>> BEGIN DATASET RECORDS

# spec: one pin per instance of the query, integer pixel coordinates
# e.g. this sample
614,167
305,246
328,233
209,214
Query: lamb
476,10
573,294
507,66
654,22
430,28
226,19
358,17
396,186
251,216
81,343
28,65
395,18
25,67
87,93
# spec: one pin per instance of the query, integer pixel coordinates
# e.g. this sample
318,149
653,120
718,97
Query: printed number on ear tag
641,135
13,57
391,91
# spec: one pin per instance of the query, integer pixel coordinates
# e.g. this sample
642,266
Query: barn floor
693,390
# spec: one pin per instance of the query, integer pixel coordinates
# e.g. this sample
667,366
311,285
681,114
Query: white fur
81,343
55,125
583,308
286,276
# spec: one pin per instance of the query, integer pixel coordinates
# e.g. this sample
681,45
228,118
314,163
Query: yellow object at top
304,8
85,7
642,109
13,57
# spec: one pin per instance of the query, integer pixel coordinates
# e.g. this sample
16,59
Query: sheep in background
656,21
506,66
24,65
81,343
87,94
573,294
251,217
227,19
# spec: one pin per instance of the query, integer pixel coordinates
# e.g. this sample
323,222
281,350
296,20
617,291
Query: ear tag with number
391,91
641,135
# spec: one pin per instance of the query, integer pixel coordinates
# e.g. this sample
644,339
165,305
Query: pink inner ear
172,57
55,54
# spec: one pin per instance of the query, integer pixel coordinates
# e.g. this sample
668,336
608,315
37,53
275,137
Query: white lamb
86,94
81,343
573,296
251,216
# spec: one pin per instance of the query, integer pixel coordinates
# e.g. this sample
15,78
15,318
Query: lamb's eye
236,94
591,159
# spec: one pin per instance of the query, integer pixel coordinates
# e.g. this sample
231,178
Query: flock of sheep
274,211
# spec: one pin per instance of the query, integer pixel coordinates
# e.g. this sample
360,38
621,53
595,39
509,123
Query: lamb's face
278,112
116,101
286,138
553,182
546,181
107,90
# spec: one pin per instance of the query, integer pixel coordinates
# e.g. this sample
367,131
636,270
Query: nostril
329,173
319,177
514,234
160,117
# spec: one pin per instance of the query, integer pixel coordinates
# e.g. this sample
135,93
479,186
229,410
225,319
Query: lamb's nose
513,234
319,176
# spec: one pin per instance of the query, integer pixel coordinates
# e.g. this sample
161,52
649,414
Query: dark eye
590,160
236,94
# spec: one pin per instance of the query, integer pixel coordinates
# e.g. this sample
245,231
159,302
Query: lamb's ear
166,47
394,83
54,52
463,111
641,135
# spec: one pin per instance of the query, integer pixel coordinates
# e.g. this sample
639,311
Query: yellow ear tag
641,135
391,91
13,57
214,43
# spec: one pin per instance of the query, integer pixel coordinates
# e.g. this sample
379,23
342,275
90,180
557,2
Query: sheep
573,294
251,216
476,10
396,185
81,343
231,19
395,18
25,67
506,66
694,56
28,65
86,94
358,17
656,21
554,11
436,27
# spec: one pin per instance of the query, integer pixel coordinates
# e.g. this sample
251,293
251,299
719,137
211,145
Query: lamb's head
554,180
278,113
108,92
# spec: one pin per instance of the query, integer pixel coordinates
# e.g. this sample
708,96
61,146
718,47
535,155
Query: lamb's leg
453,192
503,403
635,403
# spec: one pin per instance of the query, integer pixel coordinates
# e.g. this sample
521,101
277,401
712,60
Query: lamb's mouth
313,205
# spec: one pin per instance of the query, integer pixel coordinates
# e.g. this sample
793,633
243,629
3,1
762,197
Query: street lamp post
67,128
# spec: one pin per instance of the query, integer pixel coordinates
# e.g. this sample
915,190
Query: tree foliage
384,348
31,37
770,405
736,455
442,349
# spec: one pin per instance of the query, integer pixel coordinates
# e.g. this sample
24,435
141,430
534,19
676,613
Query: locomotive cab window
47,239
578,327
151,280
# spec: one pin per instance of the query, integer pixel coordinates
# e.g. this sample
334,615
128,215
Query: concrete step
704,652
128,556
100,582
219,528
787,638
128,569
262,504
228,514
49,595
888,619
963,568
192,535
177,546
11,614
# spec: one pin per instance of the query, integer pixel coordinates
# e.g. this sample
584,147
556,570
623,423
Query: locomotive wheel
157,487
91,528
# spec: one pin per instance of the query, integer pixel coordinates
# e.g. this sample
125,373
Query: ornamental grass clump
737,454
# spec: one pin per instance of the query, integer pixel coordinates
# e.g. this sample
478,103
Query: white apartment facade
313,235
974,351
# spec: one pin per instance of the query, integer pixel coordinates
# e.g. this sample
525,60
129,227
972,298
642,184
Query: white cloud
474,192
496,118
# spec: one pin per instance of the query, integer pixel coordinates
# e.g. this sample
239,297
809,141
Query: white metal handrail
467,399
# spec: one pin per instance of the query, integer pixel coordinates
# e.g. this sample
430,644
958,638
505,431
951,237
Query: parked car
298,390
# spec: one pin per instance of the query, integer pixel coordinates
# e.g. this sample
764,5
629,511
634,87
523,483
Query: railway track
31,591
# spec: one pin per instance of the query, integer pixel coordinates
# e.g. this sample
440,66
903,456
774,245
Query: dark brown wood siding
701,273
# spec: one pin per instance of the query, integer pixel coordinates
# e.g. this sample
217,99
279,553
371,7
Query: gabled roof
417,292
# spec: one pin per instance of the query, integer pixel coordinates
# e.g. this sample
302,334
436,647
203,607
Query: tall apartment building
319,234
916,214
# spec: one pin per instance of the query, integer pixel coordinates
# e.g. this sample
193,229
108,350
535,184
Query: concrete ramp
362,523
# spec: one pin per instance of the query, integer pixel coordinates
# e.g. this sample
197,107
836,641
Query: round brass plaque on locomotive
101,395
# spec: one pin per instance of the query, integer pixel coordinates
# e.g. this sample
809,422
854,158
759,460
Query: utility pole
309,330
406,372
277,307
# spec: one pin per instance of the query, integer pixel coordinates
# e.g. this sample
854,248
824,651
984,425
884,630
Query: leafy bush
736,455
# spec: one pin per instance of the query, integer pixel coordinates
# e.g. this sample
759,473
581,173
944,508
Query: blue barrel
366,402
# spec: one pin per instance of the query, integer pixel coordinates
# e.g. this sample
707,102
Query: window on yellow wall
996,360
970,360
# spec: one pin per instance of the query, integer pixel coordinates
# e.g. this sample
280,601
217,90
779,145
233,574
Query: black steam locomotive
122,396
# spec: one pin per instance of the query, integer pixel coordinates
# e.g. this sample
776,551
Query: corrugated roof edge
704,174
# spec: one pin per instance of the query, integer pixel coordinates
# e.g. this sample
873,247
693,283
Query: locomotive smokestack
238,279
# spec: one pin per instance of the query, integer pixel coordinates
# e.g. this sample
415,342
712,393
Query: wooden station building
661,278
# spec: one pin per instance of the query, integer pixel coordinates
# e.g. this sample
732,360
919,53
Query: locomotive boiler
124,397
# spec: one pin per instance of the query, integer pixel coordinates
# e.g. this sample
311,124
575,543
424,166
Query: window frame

>> END DATASET RECORDS

WHAT YOU SHOULD DO
Each record must be returned exactly as it is written.

THE RESULT
# spec: one pin per instance of the query, integer pixel coordinates
# e.g. this sample
614,167
305,246
328,233
209,214
Query: lamb
476,10
573,294
507,66
654,22
430,28
226,19
358,17
396,186
251,216
81,343
28,65
395,18
25,67
87,93
# spec: one pin per instance of the query, integer pixel coordinates
# e.g. this sample
318,149
653,120
718,97
Query: printed number on ear tag
641,135
13,57
391,91
# spec: one pin per instance of the query, integer pixel coordinates
# e.g. this sample
642,266
Query: barn floor
693,390
# spec: one pin per instance of the query, integer pixel coordinates
# e.g. this sample
667,366
311,285
681,114
Query: white fur
81,343
55,125
583,308
286,276
# spec: one pin per instance of the query, integer pixel coordinates
# e.g. this sample
681,45
228,118
314,163
Query: yellow object at top
304,8
85,7
642,109
13,57
# spec: one pin per instance of the query, integer pixel coordinates
# e.g. this sample
16,59
Query: sheep in background
656,21
506,66
24,65
81,343
87,94
573,294
251,217
227,19
# spec: one pin per instance of the query, integer pixel coordinates
# e.g. this sample
323,222
281,350
296,20
617,291
Query: ear tag with number
391,91
641,135
# spec: one pin per instance of the query, integer pixel coordinates
# e.g. this sample
644,339
165,305
Query: pink inner ear
172,57
55,54
# spec: one pin per instance of the query, integer pixel coordinates
# e.g. this sample
668,336
608,315
37,53
275,137
Query: white lamb
86,94
81,343
573,296
251,216
# spec: one pin per instance of the query, integer pixel coordinates
# e.g. this sample
15,78
15,318
Query: lamb's eye
236,94
591,159
# spec: one pin per instance of the query, integer pixel coordinates
# e.g. this sample
231,178
Query: flock of sheep
274,211
# spec: one pin per instance of the query, integer pixel coordinates
# e.g. this sample
360,38
621,53
595,39
509,123
Query: lamb's face
278,112
116,101
286,138
553,182
546,181
107,90
# spec: one pin per instance of the query, integer pixel coordinates
# e.g. this sample
367,131
636,270
Query: nostril
329,173
319,177
514,234
160,117
# spec: one pin per instance of the query, integer pixel coordinates
# e.g. this sample
135,93
479,186
229,410
225,319
Query: lamb's nose
513,234
319,176
# spec: one pin per instance of the query, integer pixel coordinates
# e.g. this sample
161,52
649,414
Query: dark eye
590,160
236,94
# spec: one pin per instance of the query, integer pixel coordinates
# e.g. this sample
245,231
159,302
Query: lamb's ear
166,47
394,83
54,52
463,111
641,135
# spec: one pin per instance of the query, integer pixel coordinates
# e.g. this sample
639,311
Query: yellow ear tag
641,135
391,91
13,57
214,43
# spec: one pin per instance of the query, integer pixel coordinates
# e.g. this sample
379,23
342,275
90,180
557,2
Query: sheep
573,294
251,216
476,10
396,185
81,343
231,19
395,18
25,67
506,66
694,56
28,65
86,94
358,17
656,21
554,11
436,27
# spec: one pin per instance of the query, integer pixel coordinates
# e.g. this sample
251,293
251,299
719,137
211,145
Query: lamb's head
554,180
278,113
108,92
# spec: one pin per instance of the query, integer pixel coordinates
# e.g. this sample
708,96
61,146
718,47
535,155
Query: lamb's leg
453,192
503,403
635,403
# spec: one pin per instance of the query, integer pixel coordinates
# e.g. this sample
521,101
277,401
712,60
Query: lamb's mouth
313,205
# spec: one pin per instance of the query, integer pixel coordinates
# e.g. this sample
793,633
243,629
3,1
762,197
Query: street lamp post
67,128
# spec: one pin per instance of the query, integer pixel coordinates
# e.g. this sample
915,190
Query: tree foliage
384,348
31,37
770,405
736,455
442,349
# spec: one pin per instance of the query, integer pixel coordinates
# e.g. this sample
24,435
141,430
534,19
676,613
Query: locomotive cab window
47,239
578,327
151,280
# spec: one pin per instance of the query, integer pixel coordinates
# e.g. this sample
334,615
128,215
Query: concrete step
704,652
128,556
100,582
219,528
787,638
128,569
262,504
228,514
49,595
888,619
963,568
192,535
177,546
11,614
# spec: one pin per instance of the query, integer pixel coordinates
# e.g. this sample
584,147
556,570
623,423
Query: locomotive wheel
157,487
91,528
# spec: one pin per instance of the query, integer pixel coordinates
# e.g. this sample
125,373
Query: ornamental grass clump
737,454
# spec: one pin per instance of the query, integer pixel coordinates
# e.g. this sample
478,103
Query: white apartment facade
313,235
974,351
# spec: one pin per instance of the query, integer pixel coordinates
# e.g. this sample
525,60
129,227
972,298
642,184
Query: white cloud
474,192
496,118
# spec: one pin per instance of the query, integer pixel coordinates
# e.g. this sample
239,297
809,141
Query: white metal handrail
467,399
# spec: one pin per instance of the query, integer pixel coordinates
# e.g. this sample
430,644
958,638
505,431
951,237
Query: parked car
298,390
# spec: one pin per instance of the query, integer pixel coordinates
# e.g. this sample
764,5
629,511
634,87
523,483
Query: railway track
31,591
# spec: one pin per instance of the query, integer pixel coordinates
# e.g. this sample
440,66
903,456
774,245
Query: dark brown wood siding
701,273
# spec: one pin per instance of the query, integer pixel coordinates
# e.g. this sample
217,99
279,553
371,7
Query: gabled roof
417,292
# spec: one pin per instance of the query, integer pixel coordinates
# e.g. this sample
302,334
436,647
203,607
Query: tall apartment building
319,234
916,214
# spec: one pin per instance of the query, integer pixel coordinates
# e.g. this sample
193,229
108,350
535,184
Query: concrete ramp
362,523
# spec: one pin per instance of the query, integer pixel coordinates
# e.g. this sample
197,107
836,641
Query: round brass plaque on locomotive
101,395
# spec: one pin per instance of the query, integer pixel coordinates
# e.g. this sample
809,422
854,158
759,460
Query: utility pole
309,330
406,372
277,307
# spec: one pin per instance of the query, integer pixel coordinates
# e.g. this sample
854,248
824,651
984,425
884,630
Query: leafy bush
736,455
# spec: one pin per instance of the query, integer pixel coordinates
# e.g. this sample
759,473
581,173
944,508
Query: blue barrel
366,402
# spec: one pin per instance of the query, integer pixel coordinates
# e.g. this sample
707,102
Query: window on yellow wall
996,360
970,360
# spec: one pin per instance of the query, integer pixel coordinates
# e.g. this sample
280,601
217,90
779,145
233,574
Query: black steam locomotive
122,396
# spec: one pin per instance of the query, integer pixel coordinates
# e.g. this sample
776,551
Query: corrugated roof edge
704,174
# spec: one pin per instance of the query, integer pixel coordinates
# e.g. this sample
873,247
693,283
Query: locomotive smokestack
238,279
# spec: one pin per instance of the query, integer pixel coordinates
# e.g. this sample
415,342
712,393
Query: wooden station building
661,278
# spec: one pin per instance of the query, integer pixel coordinates
# e.g. this sample
732,360
919,53
Query: locomotive boiler
124,397
# spec: one pin per instance of the query, integer pixel coordinates
# e.g. this sample
311,124
575,543
424,166
Query: window frame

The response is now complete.